▶ _Stated exercise_
From the entries below, keep only the lines that contain the word "green" and copy each of them in full. Matching is case-sensitive.

(Rows from a pointing dataset)
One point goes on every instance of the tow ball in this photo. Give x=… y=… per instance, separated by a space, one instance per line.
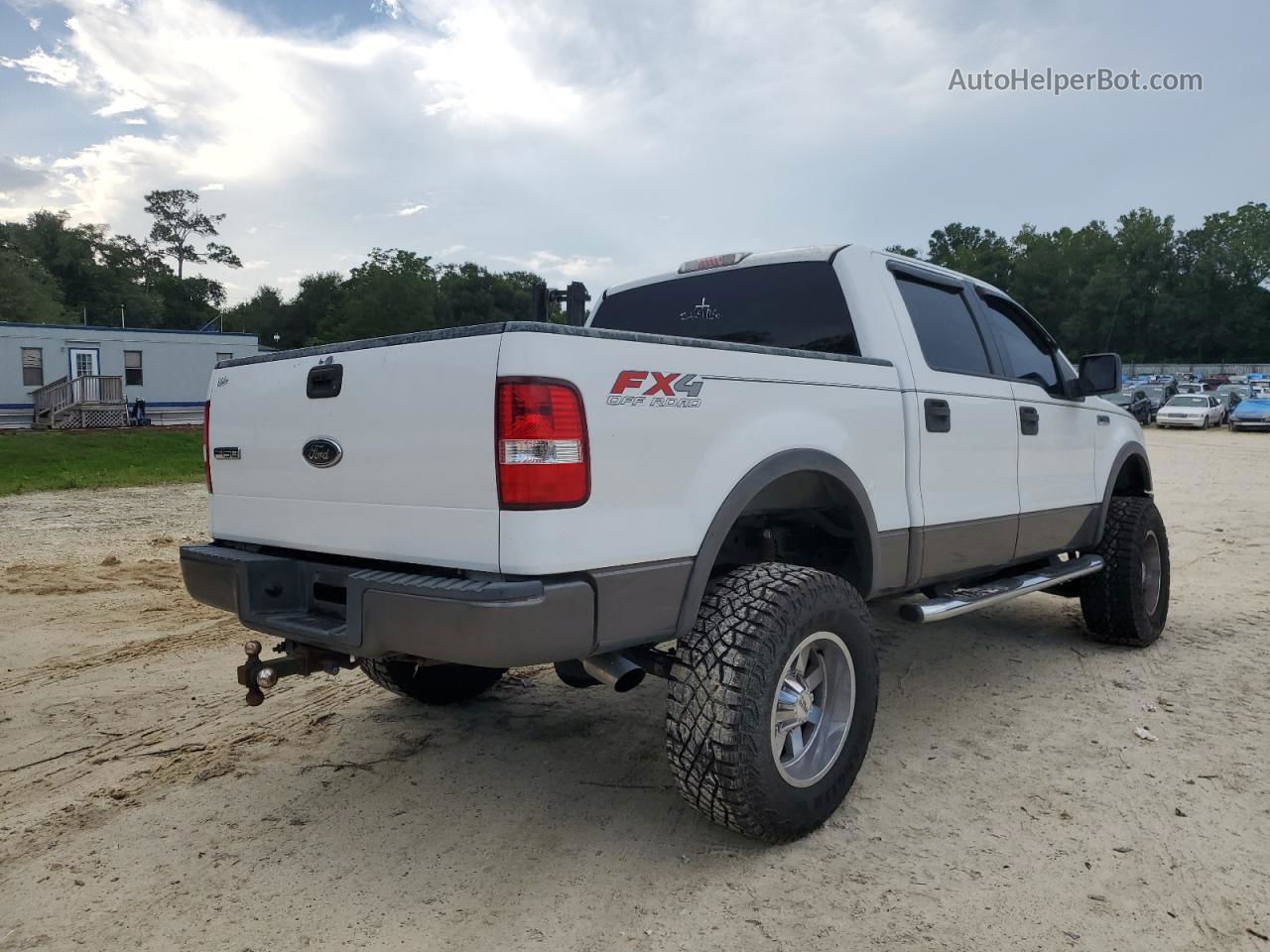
x=258 y=675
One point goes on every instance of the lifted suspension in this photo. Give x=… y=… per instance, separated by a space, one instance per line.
x=258 y=675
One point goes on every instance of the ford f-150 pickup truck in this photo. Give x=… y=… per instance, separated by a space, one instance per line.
x=708 y=483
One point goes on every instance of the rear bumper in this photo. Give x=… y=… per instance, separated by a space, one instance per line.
x=489 y=622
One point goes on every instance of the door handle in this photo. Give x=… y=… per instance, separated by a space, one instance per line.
x=1029 y=420
x=939 y=416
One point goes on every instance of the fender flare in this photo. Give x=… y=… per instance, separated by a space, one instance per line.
x=753 y=483
x=1133 y=448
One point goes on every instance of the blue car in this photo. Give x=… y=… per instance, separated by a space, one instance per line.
x=1251 y=414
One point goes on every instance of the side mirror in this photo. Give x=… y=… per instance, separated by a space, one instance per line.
x=1098 y=373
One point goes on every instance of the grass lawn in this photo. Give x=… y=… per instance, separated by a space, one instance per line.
x=32 y=461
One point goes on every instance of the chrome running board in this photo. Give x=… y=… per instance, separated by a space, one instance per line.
x=962 y=601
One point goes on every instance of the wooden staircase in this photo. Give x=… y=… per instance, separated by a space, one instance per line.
x=73 y=403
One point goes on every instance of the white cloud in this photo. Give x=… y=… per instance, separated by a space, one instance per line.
x=574 y=268
x=45 y=67
x=479 y=72
x=122 y=103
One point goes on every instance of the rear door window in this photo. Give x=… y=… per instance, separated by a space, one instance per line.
x=945 y=327
x=797 y=304
x=1026 y=352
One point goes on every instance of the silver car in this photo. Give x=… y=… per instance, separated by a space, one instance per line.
x=1196 y=411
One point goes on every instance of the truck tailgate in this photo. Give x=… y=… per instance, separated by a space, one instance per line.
x=416 y=477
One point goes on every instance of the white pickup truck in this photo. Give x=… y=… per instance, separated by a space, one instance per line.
x=707 y=483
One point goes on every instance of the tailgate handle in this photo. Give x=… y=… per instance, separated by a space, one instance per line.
x=324 y=381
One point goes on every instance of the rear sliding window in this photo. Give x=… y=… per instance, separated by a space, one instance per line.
x=797 y=304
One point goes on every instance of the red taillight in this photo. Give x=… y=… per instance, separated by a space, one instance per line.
x=540 y=444
x=207 y=451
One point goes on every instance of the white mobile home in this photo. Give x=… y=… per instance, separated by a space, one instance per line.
x=94 y=375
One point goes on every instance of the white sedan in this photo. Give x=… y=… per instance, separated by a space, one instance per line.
x=1198 y=411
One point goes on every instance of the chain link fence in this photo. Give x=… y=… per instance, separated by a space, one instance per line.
x=1203 y=370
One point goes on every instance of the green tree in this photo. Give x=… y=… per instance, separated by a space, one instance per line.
x=969 y=249
x=28 y=293
x=180 y=223
x=393 y=293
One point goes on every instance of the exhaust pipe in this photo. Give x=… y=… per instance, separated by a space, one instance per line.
x=613 y=669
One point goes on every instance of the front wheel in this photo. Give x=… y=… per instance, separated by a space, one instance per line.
x=772 y=699
x=432 y=683
x=1127 y=603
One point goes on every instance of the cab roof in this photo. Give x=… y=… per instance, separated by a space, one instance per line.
x=806 y=253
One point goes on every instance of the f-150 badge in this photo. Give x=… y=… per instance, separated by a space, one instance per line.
x=656 y=389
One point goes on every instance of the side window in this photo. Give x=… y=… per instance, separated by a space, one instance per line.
x=1026 y=352
x=945 y=327
x=32 y=367
x=132 y=375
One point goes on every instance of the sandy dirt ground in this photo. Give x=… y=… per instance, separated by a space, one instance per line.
x=1006 y=802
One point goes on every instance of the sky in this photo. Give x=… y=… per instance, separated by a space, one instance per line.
x=606 y=141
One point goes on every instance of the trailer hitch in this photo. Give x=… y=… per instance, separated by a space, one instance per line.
x=258 y=675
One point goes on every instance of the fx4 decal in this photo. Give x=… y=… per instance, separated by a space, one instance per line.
x=656 y=389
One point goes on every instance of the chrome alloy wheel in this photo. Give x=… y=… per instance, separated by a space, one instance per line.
x=1151 y=572
x=816 y=698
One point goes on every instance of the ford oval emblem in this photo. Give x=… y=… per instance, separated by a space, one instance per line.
x=322 y=452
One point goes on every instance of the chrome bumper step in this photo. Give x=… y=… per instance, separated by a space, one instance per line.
x=971 y=599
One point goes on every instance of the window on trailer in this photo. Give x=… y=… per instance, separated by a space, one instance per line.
x=132 y=375
x=32 y=367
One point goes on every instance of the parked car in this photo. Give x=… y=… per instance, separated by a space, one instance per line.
x=1198 y=411
x=1134 y=402
x=1230 y=394
x=1251 y=414
x=1160 y=394
x=725 y=458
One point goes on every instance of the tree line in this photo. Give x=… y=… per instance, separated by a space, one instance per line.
x=1141 y=287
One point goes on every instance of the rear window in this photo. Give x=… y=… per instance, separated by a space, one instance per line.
x=798 y=304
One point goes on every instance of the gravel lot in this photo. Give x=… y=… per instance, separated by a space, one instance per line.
x=1006 y=801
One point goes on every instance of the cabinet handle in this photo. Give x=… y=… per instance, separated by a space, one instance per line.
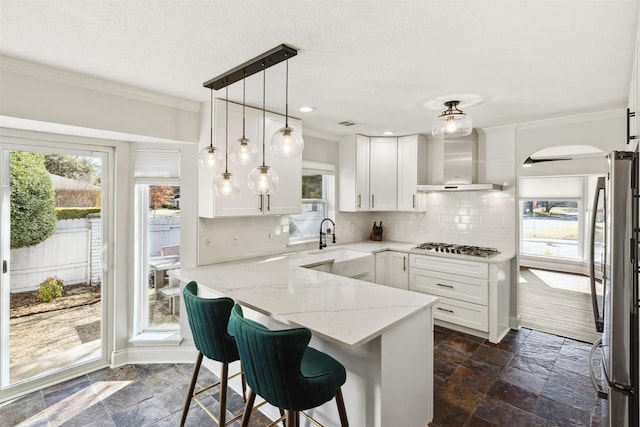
x=444 y=286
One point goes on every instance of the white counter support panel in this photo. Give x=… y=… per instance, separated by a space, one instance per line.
x=383 y=336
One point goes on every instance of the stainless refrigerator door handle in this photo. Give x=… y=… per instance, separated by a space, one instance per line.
x=602 y=393
x=600 y=188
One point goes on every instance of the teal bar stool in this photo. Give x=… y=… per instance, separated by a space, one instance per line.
x=208 y=320
x=282 y=369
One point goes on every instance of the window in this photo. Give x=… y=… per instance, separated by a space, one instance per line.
x=318 y=195
x=157 y=239
x=552 y=214
x=551 y=228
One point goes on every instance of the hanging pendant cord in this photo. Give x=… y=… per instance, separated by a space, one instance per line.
x=226 y=131
x=264 y=121
x=211 y=143
x=286 y=97
x=243 y=104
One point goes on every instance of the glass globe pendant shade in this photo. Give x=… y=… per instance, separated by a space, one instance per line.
x=226 y=185
x=452 y=123
x=263 y=180
x=209 y=158
x=286 y=143
x=242 y=152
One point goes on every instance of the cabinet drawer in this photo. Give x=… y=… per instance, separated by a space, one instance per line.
x=461 y=313
x=467 y=289
x=479 y=270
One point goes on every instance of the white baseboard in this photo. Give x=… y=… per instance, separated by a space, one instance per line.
x=139 y=355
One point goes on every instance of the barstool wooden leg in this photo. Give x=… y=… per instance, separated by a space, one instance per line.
x=192 y=386
x=341 y=409
x=223 y=394
x=247 y=408
x=291 y=418
x=244 y=384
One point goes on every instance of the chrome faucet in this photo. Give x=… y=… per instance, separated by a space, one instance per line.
x=323 y=235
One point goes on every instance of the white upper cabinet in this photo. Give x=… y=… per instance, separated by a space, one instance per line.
x=412 y=170
x=383 y=173
x=353 y=173
x=284 y=200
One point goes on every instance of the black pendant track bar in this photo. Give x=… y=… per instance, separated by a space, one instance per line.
x=251 y=67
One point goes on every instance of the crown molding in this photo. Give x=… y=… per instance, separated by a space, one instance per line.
x=58 y=75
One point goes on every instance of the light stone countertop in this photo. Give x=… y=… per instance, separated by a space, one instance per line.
x=341 y=310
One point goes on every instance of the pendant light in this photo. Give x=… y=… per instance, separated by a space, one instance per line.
x=226 y=184
x=263 y=179
x=209 y=158
x=286 y=142
x=452 y=123
x=242 y=152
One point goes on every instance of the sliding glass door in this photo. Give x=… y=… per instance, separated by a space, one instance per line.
x=54 y=286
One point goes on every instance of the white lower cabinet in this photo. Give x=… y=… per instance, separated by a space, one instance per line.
x=473 y=296
x=392 y=269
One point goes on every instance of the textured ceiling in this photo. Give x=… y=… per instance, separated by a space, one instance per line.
x=380 y=64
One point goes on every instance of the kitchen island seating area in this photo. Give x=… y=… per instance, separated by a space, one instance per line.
x=208 y=320
x=282 y=369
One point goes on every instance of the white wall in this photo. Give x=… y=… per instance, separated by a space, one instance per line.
x=58 y=107
x=224 y=239
x=480 y=218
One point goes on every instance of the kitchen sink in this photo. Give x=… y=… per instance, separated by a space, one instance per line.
x=344 y=262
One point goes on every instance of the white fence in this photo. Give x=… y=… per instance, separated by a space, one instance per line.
x=74 y=252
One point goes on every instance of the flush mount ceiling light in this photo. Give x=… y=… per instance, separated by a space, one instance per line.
x=286 y=142
x=452 y=123
x=263 y=179
x=208 y=158
x=242 y=151
x=226 y=184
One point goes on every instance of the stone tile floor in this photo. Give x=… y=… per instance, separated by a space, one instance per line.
x=529 y=379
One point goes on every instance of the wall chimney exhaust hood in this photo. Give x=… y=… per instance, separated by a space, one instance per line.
x=453 y=166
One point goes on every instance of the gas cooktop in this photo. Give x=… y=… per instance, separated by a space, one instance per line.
x=450 y=248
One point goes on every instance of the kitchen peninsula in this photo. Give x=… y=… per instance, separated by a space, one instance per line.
x=382 y=335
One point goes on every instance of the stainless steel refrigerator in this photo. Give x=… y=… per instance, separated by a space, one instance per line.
x=615 y=359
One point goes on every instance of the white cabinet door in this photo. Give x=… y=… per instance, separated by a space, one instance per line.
x=287 y=198
x=412 y=170
x=383 y=174
x=382 y=267
x=398 y=270
x=353 y=173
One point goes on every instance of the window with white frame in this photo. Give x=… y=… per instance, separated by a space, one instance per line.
x=157 y=238
x=318 y=201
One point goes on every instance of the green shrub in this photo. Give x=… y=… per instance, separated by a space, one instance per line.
x=49 y=289
x=74 y=213
x=33 y=203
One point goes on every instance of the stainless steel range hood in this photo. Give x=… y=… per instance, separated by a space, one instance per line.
x=455 y=167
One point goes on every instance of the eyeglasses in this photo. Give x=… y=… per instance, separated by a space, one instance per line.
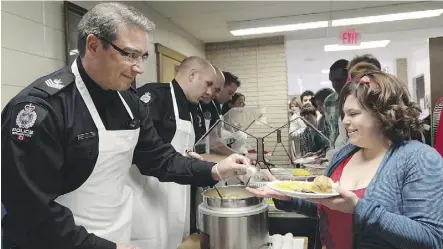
x=130 y=57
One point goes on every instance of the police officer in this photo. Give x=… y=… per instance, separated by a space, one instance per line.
x=173 y=114
x=211 y=109
x=204 y=120
x=69 y=138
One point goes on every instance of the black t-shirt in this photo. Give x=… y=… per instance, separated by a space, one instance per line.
x=159 y=99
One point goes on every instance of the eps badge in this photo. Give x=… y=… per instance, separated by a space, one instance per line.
x=25 y=119
x=207 y=115
x=145 y=98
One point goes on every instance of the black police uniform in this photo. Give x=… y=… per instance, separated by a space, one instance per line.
x=158 y=97
x=211 y=111
x=53 y=152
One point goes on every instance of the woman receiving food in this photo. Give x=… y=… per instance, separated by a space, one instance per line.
x=390 y=186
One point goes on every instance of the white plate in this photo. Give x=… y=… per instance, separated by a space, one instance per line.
x=302 y=195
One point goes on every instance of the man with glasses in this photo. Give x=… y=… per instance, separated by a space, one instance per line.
x=70 y=137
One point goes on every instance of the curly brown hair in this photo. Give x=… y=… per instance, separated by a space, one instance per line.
x=387 y=98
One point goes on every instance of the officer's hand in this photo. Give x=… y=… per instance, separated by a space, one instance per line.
x=233 y=166
x=191 y=154
x=126 y=246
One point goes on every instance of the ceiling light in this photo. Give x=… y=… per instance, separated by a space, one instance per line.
x=280 y=28
x=387 y=18
x=363 y=45
x=73 y=52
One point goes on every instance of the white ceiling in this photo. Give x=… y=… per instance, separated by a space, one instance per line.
x=209 y=20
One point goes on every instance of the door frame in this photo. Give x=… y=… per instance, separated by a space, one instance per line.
x=161 y=51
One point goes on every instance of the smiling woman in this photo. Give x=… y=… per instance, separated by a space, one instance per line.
x=381 y=165
x=385 y=98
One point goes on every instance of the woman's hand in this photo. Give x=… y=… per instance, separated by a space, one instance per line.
x=345 y=203
x=266 y=192
x=191 y=154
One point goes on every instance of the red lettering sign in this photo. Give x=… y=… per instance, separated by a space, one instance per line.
x=350 y=37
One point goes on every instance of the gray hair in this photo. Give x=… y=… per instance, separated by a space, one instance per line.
x=105 y=20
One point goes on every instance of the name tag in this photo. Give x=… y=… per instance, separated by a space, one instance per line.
x=87 y=135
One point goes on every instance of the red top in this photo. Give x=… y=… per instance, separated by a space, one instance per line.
x=336 y=227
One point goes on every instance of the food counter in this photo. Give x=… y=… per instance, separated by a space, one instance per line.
x=193 y=242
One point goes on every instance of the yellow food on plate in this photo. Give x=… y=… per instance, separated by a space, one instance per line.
x=322 y=184
x=301 y=172
x=295 y=186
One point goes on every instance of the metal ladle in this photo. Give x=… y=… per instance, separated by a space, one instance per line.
x=218 y=192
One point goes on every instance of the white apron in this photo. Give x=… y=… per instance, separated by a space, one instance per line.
x=103 y=204
x=162 y=210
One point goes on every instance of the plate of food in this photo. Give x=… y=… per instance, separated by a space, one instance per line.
x=304 y=160
x=321 y=187
x=322 y=165
x=284 y=174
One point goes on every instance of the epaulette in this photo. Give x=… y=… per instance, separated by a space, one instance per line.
x=150 y=91
x=54 y=83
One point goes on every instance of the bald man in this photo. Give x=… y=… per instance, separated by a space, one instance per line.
x=203 y=122
x=161 y=216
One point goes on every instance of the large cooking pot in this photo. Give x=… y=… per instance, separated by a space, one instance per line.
x=238 y=221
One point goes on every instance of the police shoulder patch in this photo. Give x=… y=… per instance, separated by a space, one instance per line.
x=26 y=116
x=146 y=98
x=52 y=84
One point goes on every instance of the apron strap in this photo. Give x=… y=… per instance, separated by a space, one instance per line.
x=126 y=106
x=87 y=97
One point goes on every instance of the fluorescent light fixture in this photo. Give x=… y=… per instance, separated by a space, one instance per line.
x=73 y=52
x=280 y=28
x=387 y=18
x=363 y=45
x=325 y=71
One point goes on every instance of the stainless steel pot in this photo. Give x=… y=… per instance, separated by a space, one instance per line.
x=239 y=221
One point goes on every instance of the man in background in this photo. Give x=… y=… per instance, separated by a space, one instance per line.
x=338 y=74
x=306 y=97
x=319 y=99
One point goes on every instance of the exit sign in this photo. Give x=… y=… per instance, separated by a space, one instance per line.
x=350 y=37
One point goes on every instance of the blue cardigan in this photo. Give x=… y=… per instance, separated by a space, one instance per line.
x=402 y=207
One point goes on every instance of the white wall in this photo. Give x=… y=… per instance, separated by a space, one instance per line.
x=260 y=66
x=418 y=64
x=33 y=42
x=306 y=58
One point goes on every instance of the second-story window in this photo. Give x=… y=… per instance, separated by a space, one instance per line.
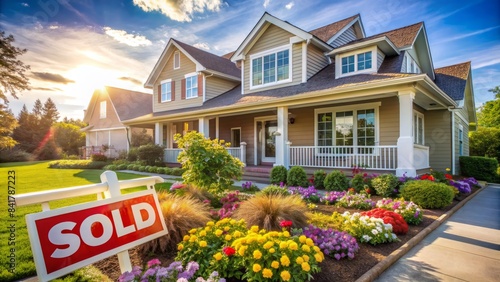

▶ _Output of the task_
One point goes on every instance of the green tree in this photo. Give x=… y=… per instance, separated by a space, one instance per line.
One point goes on every instance of the green shrub in this photo. Give x=… y=… per instance, separated by a space, one instance per line.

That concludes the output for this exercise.